── INPUT

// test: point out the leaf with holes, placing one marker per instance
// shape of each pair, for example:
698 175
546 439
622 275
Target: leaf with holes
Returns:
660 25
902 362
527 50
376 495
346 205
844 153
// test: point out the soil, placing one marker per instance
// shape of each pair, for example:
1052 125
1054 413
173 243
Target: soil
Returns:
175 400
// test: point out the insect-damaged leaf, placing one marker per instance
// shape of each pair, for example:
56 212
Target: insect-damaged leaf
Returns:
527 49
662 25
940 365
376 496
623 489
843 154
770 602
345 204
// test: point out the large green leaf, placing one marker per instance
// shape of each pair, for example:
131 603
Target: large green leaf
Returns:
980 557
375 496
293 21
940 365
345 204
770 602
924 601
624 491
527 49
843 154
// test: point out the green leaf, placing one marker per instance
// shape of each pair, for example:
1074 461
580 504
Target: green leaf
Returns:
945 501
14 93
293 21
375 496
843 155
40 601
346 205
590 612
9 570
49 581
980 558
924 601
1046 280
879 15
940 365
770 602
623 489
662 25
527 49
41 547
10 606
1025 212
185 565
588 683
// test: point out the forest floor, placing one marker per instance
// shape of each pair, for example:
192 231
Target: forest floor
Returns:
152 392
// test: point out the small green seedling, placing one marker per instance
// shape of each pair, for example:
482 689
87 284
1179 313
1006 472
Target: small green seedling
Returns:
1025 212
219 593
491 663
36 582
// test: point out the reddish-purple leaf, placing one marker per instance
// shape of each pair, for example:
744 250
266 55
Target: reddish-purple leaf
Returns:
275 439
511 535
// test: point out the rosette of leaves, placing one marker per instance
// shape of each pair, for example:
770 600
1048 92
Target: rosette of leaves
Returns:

────

SET TASK: Can you rewrite the data as a numbered list, from the line containing "leaves, placing one marker per instance" through the end of the data, with both ends included and blank lines left out?

TASK SOLUTION:
1. // test: point out the rosette of leaves, placing one marker per instance
2. // shape of each pair, for example:
3. 770 600
4. 1048 92
5. Target: rosette of leaves
6. Returns:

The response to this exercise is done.